DATA SHOWN -
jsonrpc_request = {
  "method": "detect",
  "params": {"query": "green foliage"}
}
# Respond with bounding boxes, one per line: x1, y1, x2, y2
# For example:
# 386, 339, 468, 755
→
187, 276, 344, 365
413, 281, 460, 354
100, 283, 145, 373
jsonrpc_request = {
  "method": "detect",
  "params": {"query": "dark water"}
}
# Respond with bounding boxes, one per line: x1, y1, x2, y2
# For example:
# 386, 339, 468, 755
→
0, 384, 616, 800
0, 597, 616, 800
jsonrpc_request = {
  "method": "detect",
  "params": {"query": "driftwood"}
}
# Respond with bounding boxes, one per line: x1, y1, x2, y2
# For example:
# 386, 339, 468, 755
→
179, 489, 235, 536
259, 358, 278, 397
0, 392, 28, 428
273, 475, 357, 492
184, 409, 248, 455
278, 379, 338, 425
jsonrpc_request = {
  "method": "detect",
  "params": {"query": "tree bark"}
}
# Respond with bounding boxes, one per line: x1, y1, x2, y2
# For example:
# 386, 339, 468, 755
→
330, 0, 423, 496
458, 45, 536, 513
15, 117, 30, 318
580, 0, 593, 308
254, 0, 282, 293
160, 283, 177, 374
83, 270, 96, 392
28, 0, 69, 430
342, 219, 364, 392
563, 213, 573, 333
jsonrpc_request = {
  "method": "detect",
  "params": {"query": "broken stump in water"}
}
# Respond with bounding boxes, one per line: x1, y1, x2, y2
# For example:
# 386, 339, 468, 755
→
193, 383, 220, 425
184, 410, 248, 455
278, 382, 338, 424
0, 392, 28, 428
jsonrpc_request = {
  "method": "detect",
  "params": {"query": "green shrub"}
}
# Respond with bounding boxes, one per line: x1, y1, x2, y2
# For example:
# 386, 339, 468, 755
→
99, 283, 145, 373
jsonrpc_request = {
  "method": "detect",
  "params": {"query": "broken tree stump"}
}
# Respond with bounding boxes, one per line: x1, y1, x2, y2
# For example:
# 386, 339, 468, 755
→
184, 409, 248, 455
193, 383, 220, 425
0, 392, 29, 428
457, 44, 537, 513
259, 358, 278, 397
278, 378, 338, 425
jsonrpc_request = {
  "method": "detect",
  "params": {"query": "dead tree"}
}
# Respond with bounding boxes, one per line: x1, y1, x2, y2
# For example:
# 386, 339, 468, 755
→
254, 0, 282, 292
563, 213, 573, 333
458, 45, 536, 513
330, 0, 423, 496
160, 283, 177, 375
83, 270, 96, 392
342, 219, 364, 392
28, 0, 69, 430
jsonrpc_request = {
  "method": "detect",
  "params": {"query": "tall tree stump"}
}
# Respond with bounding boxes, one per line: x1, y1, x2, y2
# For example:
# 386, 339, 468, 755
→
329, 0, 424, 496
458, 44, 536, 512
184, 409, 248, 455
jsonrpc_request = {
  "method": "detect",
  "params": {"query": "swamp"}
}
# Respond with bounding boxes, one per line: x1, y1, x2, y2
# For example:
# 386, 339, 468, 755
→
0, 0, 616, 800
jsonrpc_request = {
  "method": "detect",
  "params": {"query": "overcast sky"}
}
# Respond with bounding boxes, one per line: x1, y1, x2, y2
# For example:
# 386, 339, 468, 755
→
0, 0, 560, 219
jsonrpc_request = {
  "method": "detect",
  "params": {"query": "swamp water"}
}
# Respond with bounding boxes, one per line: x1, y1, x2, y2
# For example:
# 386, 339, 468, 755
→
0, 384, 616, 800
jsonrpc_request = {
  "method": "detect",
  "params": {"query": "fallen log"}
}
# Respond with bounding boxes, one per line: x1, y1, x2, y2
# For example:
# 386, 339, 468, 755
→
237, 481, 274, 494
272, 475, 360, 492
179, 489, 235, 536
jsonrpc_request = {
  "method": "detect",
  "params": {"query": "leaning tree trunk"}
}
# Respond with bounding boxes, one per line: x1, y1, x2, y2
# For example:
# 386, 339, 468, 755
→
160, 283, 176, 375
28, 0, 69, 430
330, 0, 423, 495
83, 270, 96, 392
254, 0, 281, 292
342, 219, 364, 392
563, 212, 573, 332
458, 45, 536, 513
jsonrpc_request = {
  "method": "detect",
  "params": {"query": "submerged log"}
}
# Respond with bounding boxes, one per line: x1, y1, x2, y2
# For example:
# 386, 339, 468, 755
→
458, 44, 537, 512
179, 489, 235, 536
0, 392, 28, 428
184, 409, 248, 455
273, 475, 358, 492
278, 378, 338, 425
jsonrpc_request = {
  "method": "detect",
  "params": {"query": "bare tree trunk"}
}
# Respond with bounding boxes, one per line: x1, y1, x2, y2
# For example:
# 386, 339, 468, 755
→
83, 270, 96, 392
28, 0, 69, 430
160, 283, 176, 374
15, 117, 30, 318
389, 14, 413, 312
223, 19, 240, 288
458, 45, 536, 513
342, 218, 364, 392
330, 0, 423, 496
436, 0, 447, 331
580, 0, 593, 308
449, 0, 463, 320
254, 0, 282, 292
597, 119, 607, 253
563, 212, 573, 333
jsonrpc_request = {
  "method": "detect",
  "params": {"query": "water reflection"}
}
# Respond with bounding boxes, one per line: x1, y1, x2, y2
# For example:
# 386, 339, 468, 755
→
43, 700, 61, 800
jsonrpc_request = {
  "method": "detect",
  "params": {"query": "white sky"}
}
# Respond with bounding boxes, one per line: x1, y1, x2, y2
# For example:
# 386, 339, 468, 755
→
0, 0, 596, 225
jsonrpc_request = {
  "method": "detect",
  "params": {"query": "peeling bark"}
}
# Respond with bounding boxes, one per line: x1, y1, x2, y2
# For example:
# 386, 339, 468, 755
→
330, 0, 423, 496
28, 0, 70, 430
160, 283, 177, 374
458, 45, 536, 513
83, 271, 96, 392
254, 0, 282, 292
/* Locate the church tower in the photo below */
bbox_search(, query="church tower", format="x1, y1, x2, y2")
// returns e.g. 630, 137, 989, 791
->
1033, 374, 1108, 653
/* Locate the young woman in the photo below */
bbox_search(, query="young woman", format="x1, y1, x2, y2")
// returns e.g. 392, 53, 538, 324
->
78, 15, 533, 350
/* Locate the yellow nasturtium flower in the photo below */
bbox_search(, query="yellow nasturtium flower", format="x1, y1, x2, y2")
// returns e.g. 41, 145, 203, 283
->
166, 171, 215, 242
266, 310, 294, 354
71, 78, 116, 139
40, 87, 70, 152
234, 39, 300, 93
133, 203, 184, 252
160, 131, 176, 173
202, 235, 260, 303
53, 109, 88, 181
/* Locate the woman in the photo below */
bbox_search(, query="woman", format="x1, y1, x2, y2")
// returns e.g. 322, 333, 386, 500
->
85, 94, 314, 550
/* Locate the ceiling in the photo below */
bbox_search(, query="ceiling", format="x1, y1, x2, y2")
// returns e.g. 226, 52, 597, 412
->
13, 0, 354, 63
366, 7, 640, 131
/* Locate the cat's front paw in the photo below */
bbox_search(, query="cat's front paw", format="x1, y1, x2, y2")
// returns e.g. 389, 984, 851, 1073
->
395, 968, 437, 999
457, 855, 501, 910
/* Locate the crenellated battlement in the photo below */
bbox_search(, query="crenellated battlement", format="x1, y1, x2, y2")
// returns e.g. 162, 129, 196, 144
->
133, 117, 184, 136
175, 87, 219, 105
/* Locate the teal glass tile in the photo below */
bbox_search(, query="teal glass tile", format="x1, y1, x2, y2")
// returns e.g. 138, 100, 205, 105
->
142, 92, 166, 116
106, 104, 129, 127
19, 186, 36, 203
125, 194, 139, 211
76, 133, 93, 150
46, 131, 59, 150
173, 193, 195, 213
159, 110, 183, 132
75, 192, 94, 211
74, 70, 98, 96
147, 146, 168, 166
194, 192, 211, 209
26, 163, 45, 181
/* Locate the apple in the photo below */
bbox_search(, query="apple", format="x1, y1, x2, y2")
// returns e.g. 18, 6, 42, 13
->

TO DO -
Rewrite the part that opens with the line containing "ceiling in the photo below */" and closes with the line containing "457, 855, 501, 910", requests included, with every bounding-box coordinate in the answers multiplied by 2.55 and rounded to a whole number, halves rounding up. Leave the numbers in the requests unchanged.

CORRECT RESPONSE -
/* Locate the ceiling in the photo below */
bbox_search(, query="ceiling", format="x1, y1, x2, y2")
// returns e.g. 226, 52, 597, 412
->
33, 0, 903, 161
933, 18, 1632, 334
/* Locate the cat's front paw in the photo below */
bbox_search(, query="cat's front paw", format="x1, y1, x2, y2")
// returns e.g. 389, 984, 851, 1073
->
1007, 2468, 1114, 2547
1165, 2180, 1278, 2321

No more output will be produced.